The problem: Copy the lines below exactly. No picture goes into the copy.

□ □ □ □ □ □ □

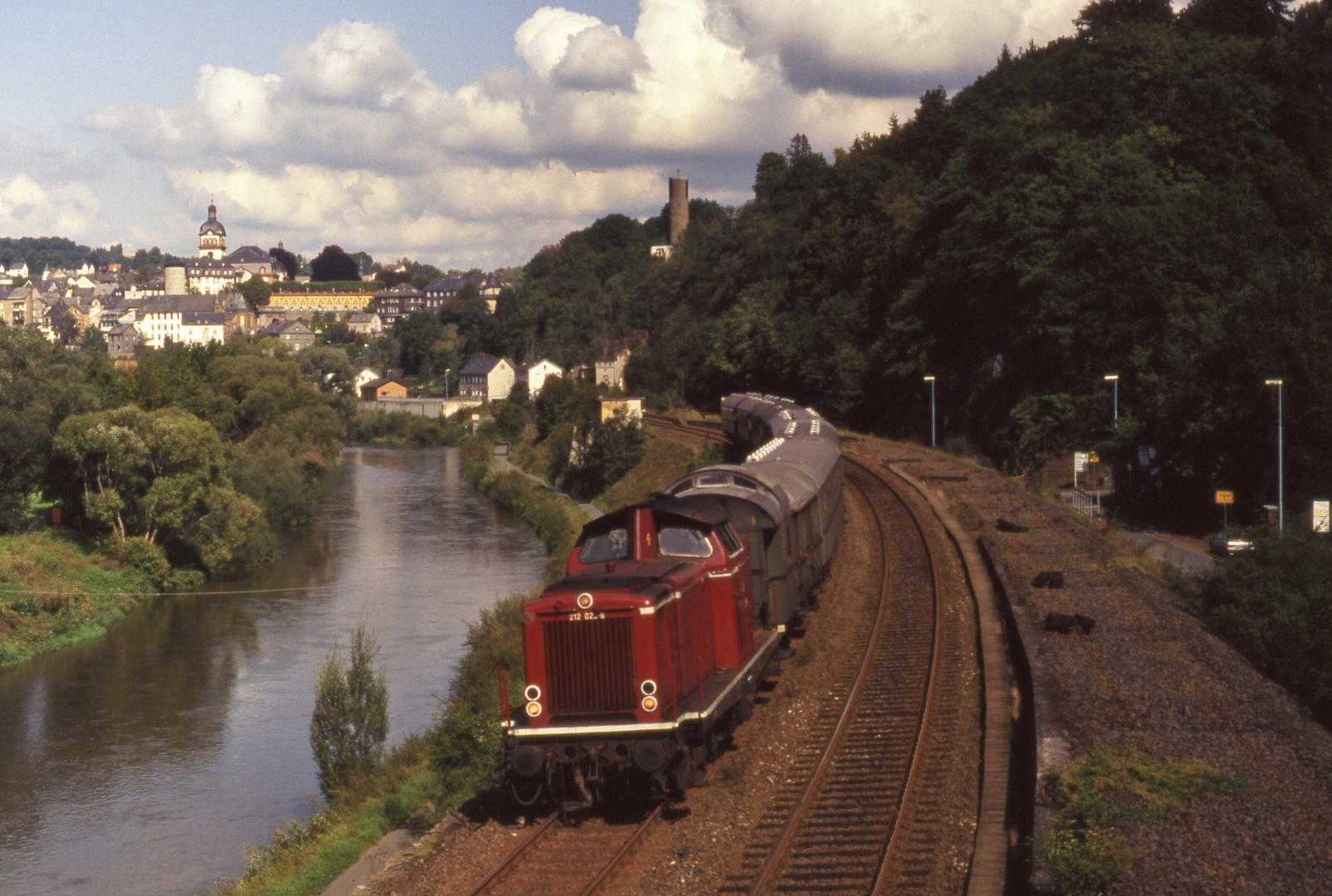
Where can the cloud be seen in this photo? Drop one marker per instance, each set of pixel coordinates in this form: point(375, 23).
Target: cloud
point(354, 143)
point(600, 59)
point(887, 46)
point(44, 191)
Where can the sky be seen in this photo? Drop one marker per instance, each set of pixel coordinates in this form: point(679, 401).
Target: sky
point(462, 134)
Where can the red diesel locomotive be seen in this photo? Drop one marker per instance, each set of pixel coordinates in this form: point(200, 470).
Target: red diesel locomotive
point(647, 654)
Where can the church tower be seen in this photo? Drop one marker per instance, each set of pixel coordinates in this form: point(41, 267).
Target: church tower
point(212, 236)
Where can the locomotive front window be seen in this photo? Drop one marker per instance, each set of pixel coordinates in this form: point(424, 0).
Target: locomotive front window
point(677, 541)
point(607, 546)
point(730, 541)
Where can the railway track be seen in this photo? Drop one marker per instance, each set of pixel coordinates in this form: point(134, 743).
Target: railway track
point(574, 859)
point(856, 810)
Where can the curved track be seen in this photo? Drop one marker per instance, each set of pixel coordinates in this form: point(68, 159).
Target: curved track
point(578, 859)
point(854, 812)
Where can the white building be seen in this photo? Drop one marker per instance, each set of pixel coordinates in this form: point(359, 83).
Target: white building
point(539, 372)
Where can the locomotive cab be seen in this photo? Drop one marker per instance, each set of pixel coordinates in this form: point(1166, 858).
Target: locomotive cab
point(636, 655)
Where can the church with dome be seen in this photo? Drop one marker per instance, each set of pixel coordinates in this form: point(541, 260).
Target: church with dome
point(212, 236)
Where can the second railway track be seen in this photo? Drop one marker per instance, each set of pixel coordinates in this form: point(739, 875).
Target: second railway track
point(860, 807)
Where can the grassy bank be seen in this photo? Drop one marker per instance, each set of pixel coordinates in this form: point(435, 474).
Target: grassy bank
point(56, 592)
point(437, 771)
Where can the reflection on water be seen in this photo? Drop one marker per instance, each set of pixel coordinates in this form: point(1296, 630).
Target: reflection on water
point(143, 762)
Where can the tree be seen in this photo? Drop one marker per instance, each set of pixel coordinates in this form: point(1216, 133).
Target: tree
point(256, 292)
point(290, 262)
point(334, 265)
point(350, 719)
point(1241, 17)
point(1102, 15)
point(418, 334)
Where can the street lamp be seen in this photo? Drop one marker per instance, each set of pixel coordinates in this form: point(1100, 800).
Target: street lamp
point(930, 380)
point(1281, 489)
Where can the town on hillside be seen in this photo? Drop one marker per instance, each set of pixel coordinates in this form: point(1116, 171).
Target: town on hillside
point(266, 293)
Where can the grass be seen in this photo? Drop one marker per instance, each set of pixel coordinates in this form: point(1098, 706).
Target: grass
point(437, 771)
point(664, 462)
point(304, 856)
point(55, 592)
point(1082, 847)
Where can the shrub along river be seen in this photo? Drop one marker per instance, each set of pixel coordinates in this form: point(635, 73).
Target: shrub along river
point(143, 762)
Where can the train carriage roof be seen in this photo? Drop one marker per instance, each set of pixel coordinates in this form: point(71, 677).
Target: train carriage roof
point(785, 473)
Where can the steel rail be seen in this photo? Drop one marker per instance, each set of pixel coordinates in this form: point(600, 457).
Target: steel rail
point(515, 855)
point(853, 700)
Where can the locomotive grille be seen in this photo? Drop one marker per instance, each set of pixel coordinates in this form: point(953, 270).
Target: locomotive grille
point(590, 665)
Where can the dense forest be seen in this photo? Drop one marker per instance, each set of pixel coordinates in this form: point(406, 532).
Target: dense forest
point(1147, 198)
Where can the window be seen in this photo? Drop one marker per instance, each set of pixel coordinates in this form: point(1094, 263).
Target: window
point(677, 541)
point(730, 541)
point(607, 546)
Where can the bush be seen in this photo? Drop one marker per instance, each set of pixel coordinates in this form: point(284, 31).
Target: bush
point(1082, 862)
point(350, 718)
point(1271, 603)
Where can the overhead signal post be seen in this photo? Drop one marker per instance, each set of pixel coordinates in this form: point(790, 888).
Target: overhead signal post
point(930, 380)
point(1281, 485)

□ □ □ □ □ □ □

Result for this exercise:
Where can the cloud be seen in this photo? Drop one marker per instance, each set of pixel coordinates in this form: point(375, 23).
Target: cloud
point(354, 143)
point(600, 59)
point(887, 46)
point(44, 191)
Where can the sky be seen in this photo? Drop one marker per instance, each set of pixel coordinates in this form: point(679, 401).
Target: sky
point(462, 134)
Where can the red diesel locomotive be seen in this photo? Drop one marker per instance, each set of pixel coordinates in this form: point(200, 470).
Target: red diesel locomotive
point(647, 654)
Where can the church tower be seen in this photo? Drop one marker per instance, each set of pixel coordinates in this form: point(41, 267).
Target: church tower
point(212, 236)
Where can the locomotive front window be seen in this photo? Drop one marker per instance, each set of pixel coordinates in this form: point(424, 0).
Target: locomotive front window
point(677, 541)
point(607, 546)
point(730, 541)
Where can the railway track be seen in this photo? Drop one marker per instance, each set of pixel coordinates in this form: point(134, 743).
Target: railway track
point(574, 859)
point(856, 810)
Where can the curved track be seen in this photo? Drop one marker per instance, each set of pixel coordinates in this form: point(68, 159).
Target: curved track
point(578, 859)
point(854, 812)
Where can the white building be seen in this photo? Drop one marker per instance, each set of pixel coordinates in this form: point(359, 83).
Target: white building
point(539, 372)
Where can the locomotive cab be seen in this photo? Drop one marker per instance, each set of pixel coordinates in this form: point(1166, 858).
Target: locomotive cab
point(636, 655)
Where can the church with dome be seen in this photo? Drop one marker per instance, each set of pixel coordinates in this form: point(541, 260).
Target: church with dome
point(212, 236)
Where can the second railway track be seen in this photo? Drop one marker per instance, each set of pixel coordinates in this form: point(739, 875).
Target: second railway track
point(860, 807)
Where can the grassy bank be seen in this photo? Drop one marker per instance, each set of pixel coordinates in this form: point(435, 474).
Target: grassy bank
point(56, 592)
point(437, 771)
Where can the reflection on water be seen in this photo? Drop one marker per instance, each set of pixel coordinates in this form: point(1296, 630).
Target: reflection on water
point(143, 762)
Where can the tree be seen in this photo? Drop one marker per instance, each set of pixel coordinates in this form: point(1216, 133).
Target: tree
point(256, 292)
point(290, 262)
point(334, 265)
point(350, 719)
point(1241, 17)
point(1102, 15)
point(418, 334)
Where can the street lamp be seen in this photo? Drop one marker per instance, each set of pixel coordinates in this form: point(1100, 800).
Target: street lamp
point(930, 380)
point(1281, 489)
Where can the town on hillside be seen in this photo? Drop one marker per instance, each set of pixel coordinates in this form: point(1116, 171).
Target: town on hillside
point(266, 293)
Where can the grass be seen in this photo? Drop one marker per instance, each set of pixel coordinates in this form: point(1098, 706).
Target: grass
point(437, 771)
point(664, 462)
point(304, 856)
point(55, 592)
point(1082, 847)
Where can the shrub along river be seen in this photo? Drop one marker per instance, each set of pixel coordinates in this form: point(635, 73).
Target: shrub along river
point(143, 762)
Where can the train carriage roof be seen in this photo? Drop one marker per instance, each set of pixel coordinates in this form: point(71, 677).
Target: train carriage roof
point(785, 473)
Where can the steel rail be seen in this photo? Drop one marker per instance, each set of pixel coordinates in this form: point(600, 457).
Target: steel rail
point(515, 855)
point(853, 700)
Where can the locomotive grille be seen in this photo? Drop one marker per instance, each set of pixel coordinates in this form: point(953, 270).
Target: locomotive grille
point(590, 665)
Where can the dense forest be seen in this photo? Drop one marker per instance, each set of pixel coordinates in this form: point(406, 532).
Target: dense forest
point(1147, 198)
Where can the window be seen in this photo? Drop one marker per instance, each set of pixel coordinates in this form: point(1094, 263).
Target: window
point(677, 541)
point(730, 541)
point(607, 546)
Where can the bush be seen in this photo? Drop one marker per instance, each set of pixel coordinates in this form: point(284, 31).
Target: bush
point(1082, 862)
point(350, 718)
point(1271, 603)
Where can the overhead signal post be seen in this photo? Drop one marker per instance, each set of pixel coordinates in this form: point(790, 888).
Target: overhead signal post
point(930, 380)
point(1281, 485)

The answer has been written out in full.